PASSAGE GIVEN
>> begin

To download all partitions for all layers in a catalog, use the fetchPartitions function as follows:

Scala
def fetchPartitions(catalogVersion: Long): Future[Source[Partition, NotUsed]] =
  queryApi.getConfiguration().map { config =>
    // for each a versioned layer in list of layers in catalog configuration fetch all partitions from server
    Source(config.layers.toList)
      .mapAsync(1) { layer =>
        queryApi.getPartitions(catalogVersion, layer.name, AdditionalFields.All)
      }
      .flatMapConcat(identity)
  }

Get Changes from a Version Layer

To incrementally process data, fetch metadata to determine which partitions change between specified versions in a catalog.

To get changes for all layers in a catalog, add the following:

Scala
Java
// create queryApi for source catalog
val queryApi = DataClient().queryApi(catalogHrn, settings)

// define a function how to process partitions
def processPartitions(partitions: Source[Partition, NotUsed]): Future[Done] =
  partitions.runForeach(println)

// fetches changes partitions for a specific version range of a versioned layer in catalog
def fetchPartitions(startVersion: Long,
                    endVersion: Long): Future[Source[Partition, NotUsed]] =
  queryApi.getConfiguration().map { config =>
    // for each a versioned layer in list of layers in catalog configuration fetch all partitions from server
    Source(config.layers.toList)
      .mapAsync(1) { layer =>
        val parts = queryApi.getChangesParts(layer.name, 2)
        val source = Source
          .unfoldAsync[Future[Seq[String]], Source[Partition, NotUsed]](parts.map(_.parts)) {
            input =>
              input.flatMap {
                case Nil => Future.successful(None)
                case head :: tail =>
                  queryApi
                    .getChanges(startVersion,
                                endVersion,
                                layer.name,
                                AdditionalFields.All,
                                Some(head))
                    .map { source =>
                      Some(Future.successful(tail) -> source)
                    }
              }
          }
          .flatMapConcat(identity)
        Future(source)
      }
      .flatMapConcat(identity)
  }

// latest version that was already processed
val startVersion = 1L

queryApi.getLatestVersion(None).flatMap {
  case Some(endVersion) =>
    println(s"Query catalog for changes for ($startVersion, $endVersion]")

    for {
      partitions <- fetchPartitions(startVersion, endVersion)
      _ <- processPartitions(partitions)
    } yield Done

  case None =>
    println(s"Catalog has no versions")
    Future.successful(Done)
}
// create queryApi for source catalog
QueryApi queryApi = DataClient.get(myActorSystem).queryApi(catalogHrn);

// latest version that was already processed
Long startVersion = 1L;

queryApi
    .getLatestVersion(OptionalLong.empty())

>> end

STATED GOAL
Render this sentence from the catalog partitions passage in Spanish: "To incrementally process data, fetch metadata to determine which partitions change between specified versions in a catalog."

PROVIDED RECORDS
>> begin

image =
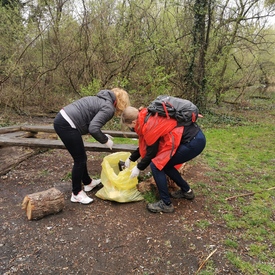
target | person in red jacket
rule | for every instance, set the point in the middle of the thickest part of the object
(164, 145)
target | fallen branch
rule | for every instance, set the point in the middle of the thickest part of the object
(203, 263)
(248, 194)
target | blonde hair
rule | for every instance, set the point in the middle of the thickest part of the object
(122, 100)
(129, 115)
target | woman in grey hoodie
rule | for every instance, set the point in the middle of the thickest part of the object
(87, 116)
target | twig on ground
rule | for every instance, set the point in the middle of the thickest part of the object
(203, 263)
(248, 194)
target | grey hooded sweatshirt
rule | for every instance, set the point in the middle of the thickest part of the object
(89, 114)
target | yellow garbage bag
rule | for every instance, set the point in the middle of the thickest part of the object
(117, 185)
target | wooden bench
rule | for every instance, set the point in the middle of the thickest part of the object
(25, 135)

>> end

RESPONSE TO THIS TASK
Para procesar datos de forma incremental, obtenga los metadatos para determinar qué particiones cambian entre las versiones especificadas en un catálogo.